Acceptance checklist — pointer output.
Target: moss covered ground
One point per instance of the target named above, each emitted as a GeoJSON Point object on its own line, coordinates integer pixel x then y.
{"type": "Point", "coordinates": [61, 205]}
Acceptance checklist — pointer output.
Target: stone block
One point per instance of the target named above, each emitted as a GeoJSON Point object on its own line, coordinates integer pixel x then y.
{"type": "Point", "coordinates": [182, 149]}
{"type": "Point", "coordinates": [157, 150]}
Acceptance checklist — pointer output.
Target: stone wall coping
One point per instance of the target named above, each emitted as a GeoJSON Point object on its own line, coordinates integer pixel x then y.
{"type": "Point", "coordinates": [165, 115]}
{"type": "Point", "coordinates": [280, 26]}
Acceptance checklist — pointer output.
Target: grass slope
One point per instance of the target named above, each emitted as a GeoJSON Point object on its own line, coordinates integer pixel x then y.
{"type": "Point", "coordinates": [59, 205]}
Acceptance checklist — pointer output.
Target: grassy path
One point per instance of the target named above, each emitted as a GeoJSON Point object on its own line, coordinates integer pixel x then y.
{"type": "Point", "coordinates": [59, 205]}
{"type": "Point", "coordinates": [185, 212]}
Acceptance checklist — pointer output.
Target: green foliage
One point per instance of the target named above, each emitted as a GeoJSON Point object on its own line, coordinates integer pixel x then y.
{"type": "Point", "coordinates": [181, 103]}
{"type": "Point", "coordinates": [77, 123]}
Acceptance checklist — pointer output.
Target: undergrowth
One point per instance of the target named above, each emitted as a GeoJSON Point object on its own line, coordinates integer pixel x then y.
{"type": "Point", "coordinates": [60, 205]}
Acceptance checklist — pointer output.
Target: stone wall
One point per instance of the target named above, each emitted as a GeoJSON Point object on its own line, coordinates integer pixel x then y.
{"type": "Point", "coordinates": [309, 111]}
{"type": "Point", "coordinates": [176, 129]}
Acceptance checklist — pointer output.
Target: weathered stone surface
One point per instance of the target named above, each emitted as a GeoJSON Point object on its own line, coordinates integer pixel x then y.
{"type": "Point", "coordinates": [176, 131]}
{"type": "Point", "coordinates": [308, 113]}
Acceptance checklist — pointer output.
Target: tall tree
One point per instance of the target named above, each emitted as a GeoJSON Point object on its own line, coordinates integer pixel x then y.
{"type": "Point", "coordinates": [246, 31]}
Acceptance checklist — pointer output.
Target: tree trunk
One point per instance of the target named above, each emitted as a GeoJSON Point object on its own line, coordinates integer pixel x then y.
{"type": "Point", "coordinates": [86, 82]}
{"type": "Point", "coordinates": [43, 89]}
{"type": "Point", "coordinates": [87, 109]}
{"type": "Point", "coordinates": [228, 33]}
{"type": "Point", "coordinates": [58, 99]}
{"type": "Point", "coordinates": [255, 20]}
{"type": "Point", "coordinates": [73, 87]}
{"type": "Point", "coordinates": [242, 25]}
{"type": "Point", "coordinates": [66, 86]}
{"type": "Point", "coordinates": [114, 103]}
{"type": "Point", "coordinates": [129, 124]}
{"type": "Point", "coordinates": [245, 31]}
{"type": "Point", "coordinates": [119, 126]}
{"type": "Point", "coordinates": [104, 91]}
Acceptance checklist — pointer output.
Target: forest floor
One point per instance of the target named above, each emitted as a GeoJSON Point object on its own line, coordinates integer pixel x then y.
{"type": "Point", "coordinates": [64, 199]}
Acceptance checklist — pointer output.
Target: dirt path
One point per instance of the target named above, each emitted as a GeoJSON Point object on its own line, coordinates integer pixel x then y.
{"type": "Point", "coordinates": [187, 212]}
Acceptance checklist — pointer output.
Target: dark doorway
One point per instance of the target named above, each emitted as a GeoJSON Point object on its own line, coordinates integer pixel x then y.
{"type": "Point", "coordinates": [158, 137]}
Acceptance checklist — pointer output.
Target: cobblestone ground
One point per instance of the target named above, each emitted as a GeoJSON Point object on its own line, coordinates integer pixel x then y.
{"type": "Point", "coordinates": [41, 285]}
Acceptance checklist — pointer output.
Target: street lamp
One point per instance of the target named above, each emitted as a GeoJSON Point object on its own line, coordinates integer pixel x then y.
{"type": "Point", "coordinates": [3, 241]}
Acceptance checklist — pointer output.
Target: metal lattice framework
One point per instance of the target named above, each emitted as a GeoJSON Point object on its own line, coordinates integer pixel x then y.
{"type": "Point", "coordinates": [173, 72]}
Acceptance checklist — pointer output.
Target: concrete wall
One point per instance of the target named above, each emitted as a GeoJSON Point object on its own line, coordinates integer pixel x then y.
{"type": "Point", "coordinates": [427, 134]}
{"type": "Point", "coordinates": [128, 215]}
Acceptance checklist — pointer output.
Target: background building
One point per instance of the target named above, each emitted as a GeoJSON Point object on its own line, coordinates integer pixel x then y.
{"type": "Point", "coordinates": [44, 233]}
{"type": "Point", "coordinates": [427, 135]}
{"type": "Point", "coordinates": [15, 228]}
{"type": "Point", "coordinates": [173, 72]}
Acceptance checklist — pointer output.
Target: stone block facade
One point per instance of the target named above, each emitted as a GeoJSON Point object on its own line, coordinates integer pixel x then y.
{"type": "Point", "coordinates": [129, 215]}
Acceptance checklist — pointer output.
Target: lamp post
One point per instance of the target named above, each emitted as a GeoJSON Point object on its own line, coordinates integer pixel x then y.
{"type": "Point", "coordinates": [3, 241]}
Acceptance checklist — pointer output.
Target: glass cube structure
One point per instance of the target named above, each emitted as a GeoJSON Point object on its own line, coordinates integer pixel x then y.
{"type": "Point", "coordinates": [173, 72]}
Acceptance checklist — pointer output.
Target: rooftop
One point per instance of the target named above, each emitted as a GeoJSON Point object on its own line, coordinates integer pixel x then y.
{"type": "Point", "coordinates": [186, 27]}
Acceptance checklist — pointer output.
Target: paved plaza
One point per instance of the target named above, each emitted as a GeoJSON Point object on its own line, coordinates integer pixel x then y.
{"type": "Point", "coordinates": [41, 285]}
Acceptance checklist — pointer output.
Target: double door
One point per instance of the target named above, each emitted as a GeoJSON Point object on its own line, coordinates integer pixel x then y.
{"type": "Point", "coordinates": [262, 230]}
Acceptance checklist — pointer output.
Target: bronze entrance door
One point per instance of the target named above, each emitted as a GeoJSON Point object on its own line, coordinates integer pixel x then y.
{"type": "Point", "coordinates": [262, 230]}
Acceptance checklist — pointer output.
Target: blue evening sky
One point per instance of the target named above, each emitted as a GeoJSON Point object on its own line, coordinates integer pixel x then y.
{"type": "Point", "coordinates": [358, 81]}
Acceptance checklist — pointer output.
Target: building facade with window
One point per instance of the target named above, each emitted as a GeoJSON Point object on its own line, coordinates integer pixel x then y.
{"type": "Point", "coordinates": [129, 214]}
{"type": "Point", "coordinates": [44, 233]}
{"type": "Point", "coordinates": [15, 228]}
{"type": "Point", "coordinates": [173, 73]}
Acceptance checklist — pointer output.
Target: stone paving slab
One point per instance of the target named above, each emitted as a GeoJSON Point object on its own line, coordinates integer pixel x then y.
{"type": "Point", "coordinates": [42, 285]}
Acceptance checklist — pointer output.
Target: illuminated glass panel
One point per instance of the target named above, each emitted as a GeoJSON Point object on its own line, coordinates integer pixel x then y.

*Stated problem*: Type out the whole listing above again, exactly as it stands.

*Output*:
Acceptance checklist — pointer output.
Target: moss covered ground
One point per instance of the target named above, each emitted as a GeoJSON Point object on its own line, coordinates integer pixel x then y.
{"type": "Point", "coordinates": [61, 205]}
Acceptance checklist — pointer output.
Target: stone block
One point per instance of the target named above, each emitted as a GeoJSON Point object on its own line, coordinates integer pixel x then y.
{"type": "Point", "coordinates": [182, 149]}
{"type": "Point", "coordinates": [157, 150]}
Acceptance checklist — pointer output.
Target: stone wall coping
One point per instance of the target named above, each emitted as a GeoJSON Point object on its own line, coordinates integer pixel x then y.
{"type": "Point", "coordinates": [165, 115]}
{"type": "Point", "coordinates": [280, 26]}
Acceptance checklist — pointer output.
Target: grass slope
One point per instance of the target named above, each emitted as a GeoJSON Point object on its own line, coordinates integer pixel x then y.
{"type": "Point", "coordinates": [59, 205]}
Acceptance checklist — pointer output.
Target: grassy path
One point per instance of the target named above, each emitted as a GeoJSON Point object on its own line, coordinates integer pixel x then y.
{"type": "Point", "coordinates": [59, 205]}
{"type": "Point", "coordinates": [185, 212]}
Acceptance checklist — pointer output.
Target: green foliage
One point per instance of the target named above, each emitted as a GeoJSON Point object on its own line, coordinates integer pixel x then y.
{"type": "Point", "coordinates": [181, 103]}
{"type": "Point", "coordinates": [77, 123]}
Acceptance checklist — pointer output.
Target: undergrowth
One point per instance of the target named above, each emitted as a GeoJSON Point object on its own line, coordinates integer pixel x then y.
{"type": "Point", "coordinates": [60, 205]}
Acceptance checklist — pointer output.
Target: stone wall
One point per instance of the target named above, each emitted as a GeoJSON Point object on its own line, coordinates integer pixel x then y.
{"type": "Point", "coordinates": [309, 111]}
{"type": "Point", "coordinates": [176, 129]}
Acceptance checklist — pointer output.
Target: weathered stone surface
One point per instance of the target named above, each emitted as a GeoJSON Point object on its own line, coordinates integer pixel x then y.
{"type": "Point", "coordinates": [176, 131]}
{"type": "Point", "coordinates": [308, 113]}
Acceptance checklist — pointer output.
Target: tall tree
One point per instance of the target named above, each emitted as a GeoJSON Point object on its own line, coordinates integer pixel x then y.
{"type": "Point", "coordinates": [246, 31]}
Acceptance checklist — pointer output.
Target: tree trunk
One point per instance of the target named above, each emitted as a GeoJSON Point object on its own line, coordinates integer pixel x then y.
{"type": "Point", "coordinates": [86, 82]}
{"type": "Point", "coordinates": [43, 89]}
{"type": "Point", "coordinates": [87, 109]}
{"type": "Point", "coordinates": [228, 33]}
{"type": "Point", "coordinates": [58, 99]}
{"type": "Point", "coordinates": [255, 20]}
{"type": "Point", "coordinates": [73, 87]}
{"type": "Point", "coordinates": [242, 25]}
{"type": "Point", "coordinates": [66, 86]}
{"type": "Point", "coordinates": [114, 103]}
{"type": "Point", "coordinates": [129, 124]}
{"type": "Point", "coordinates": [245, 31]}
{"type": "Point", "coordinates": [119, 126]}
{"type": "Point", "coordinates": [104, 91]}
Acceptance checklist — pointer output.
Target: forest floor
One point per instance of the target named above, each emitted as a GeoJSON Point object on its own line, coordinates integer pixel x then y.
{"type": "Point", "coordinates": [64, 199]}
Acceptance checklist — pointer output.
Target: dirt path
One point per instance of the target named above, each emitted as a GeoJSON Point object on its own line, coordinates integer pixel x then y.
{"type": "Point", "coordinates": [187, 212]}
Acceptance checklist — pointer output.
Target: dark doorway
One point per instance of the target named above, each emitted as a GeoJSON Point object on its own line, coordinates integer pixel x then y.
{"type": "Point", "coordinates": [158, 137]}
Acceptance checklist — pointer output.
Target: cobblestone ground
One point per instance of the target named above, each emitted as a GeoJSON Point object on its own line, coordinates integer pixel x then y.
{"type": "Point", "coordinates": [41, 285]}
Acceptance checklist — pointer output.
Target: street lamp
One point per instance of the target named above, each emitted as a GeoJSON Point object on its own line, coordinates integer pixel x then y.
{"type": "Point", "coordinates": [3, 241]}
Acceptance checklist — pointer output.
Target: metal lattice framework
One point per instance of the target named above, each emitted as a GeoJSON Point object on its own line, coordinates integer pixel x then y.
{"type": "Point", "coordinates": [173, 72]}
Acceptance checklist — pointer output.
Target: concrete wall
One point per instance of the target named above, each emitted as a GeoJSON Point object on its own line, coordinates integer pixel x then y.
{"type": "Point", "coordinates": [427, 134]}
{"type": "Point", "coordinates": [128, 215]}
Acceptance checklist — pointer output.
Target: background building
One point per instance of the target named above, each emitted as a GeoJSON Point object on its own line, coordinates integer pixel x then y.
{"type": "Point", "coordinates": [44, 233]}
{"type": "Point", "coordinates": [427, 135]}
{"type": "Point", "coordinates": [15, 228]}
{"type": "Point", "coordinates": [173, 72]}
Acceptance checklist — pointer output.
Target: stone block facade
One point per instance of the target named above, each emitted as a GeoJSON Point object on its own line, coordinates integer pixel x then y.
{"type": "Point", "coordinates": [129, 215]}
Acceptance checklist — pointer output.
Target: lamp post
One point per instance of the target named above, each emitted as a GeoJSON Point object on its own line, coordinates integer pixel x then y.
{"type": "Point", "coordinates": [3, 241]}
Acceptance checklist — pointer output.
Target: glass cube structure
One point per instance of the target named above, each emitted as a GeoJSON Point object on its own line, coordinates integer pixel x then y.
{"type": "Point", "coordinates": [173, 72]}
Acceptance checklist — pointer output.
Target: rooftop
One point per instance of the target named above, each emitted as a GeoJSON Point object on its own line, coordinates integer pixel x then y.
{"type": "Point", "coordinates": [186, 27]}
Acceptance checklist — pointer output.
Target: paved plaza
One point per instance of the target named above, each emitted as a GeoJSON Point object on its own line, coordinates integer pixel x then y.
{"type": "Point", "coordinates": [41, 285]}
Acceptance checklist — pointer output.
Target: double door
One point per instance of the target named above, each emitted as a GeoJSON Point object on its own line, coordinates integer pixel x then y.
{"type": "Point", "coordinates": [262, 230]}
Acceptance checklist — pointer output.
Target: bronze entrance door
One point per instance of the target named above, each emitted as a GeoJSON Point object on its own line, coordinates integer pixel x then y.
{"type": "Point", "coordinates": [262, 230]}
Acceptance checklist — pointer output.
Target: blue evening sky
One point per instance of the target named above, each emitted as a GeoJSON Point object on its own line, coordinates integer pixel x then y.
{"type": "Point", "coordinates": [358, 81]}
Acceptance checklist — pointer output.
Target: building facade with window
One point per instance of the target named above, each emitted as a GeoJSON Point object on its own line, coordinates integer pixel x then y.
{"type": "Point", "coordinates": [129, 214]}
{"type": "Point", "coordinates": [44, 233]}
{"type": "Point", "coordinates": [15, 228]}
{"type": "Point", "coordinates": [173, 73]}
Acceptance checklist — pointer output.
Target: stone paving slab
One point per instance of the target named above, each emitted as a GeoJSON Point object on its own line, coordinates integer pixel x then y.
{"type": "Point", "coordinates": [42, 285]}
Acceptance checklist — pointer output.
Target: illuminated glass panel
One point per instance of the target named above, each emitted as a GeoJSON Point object on its own line, coordinates integer pixel x then y.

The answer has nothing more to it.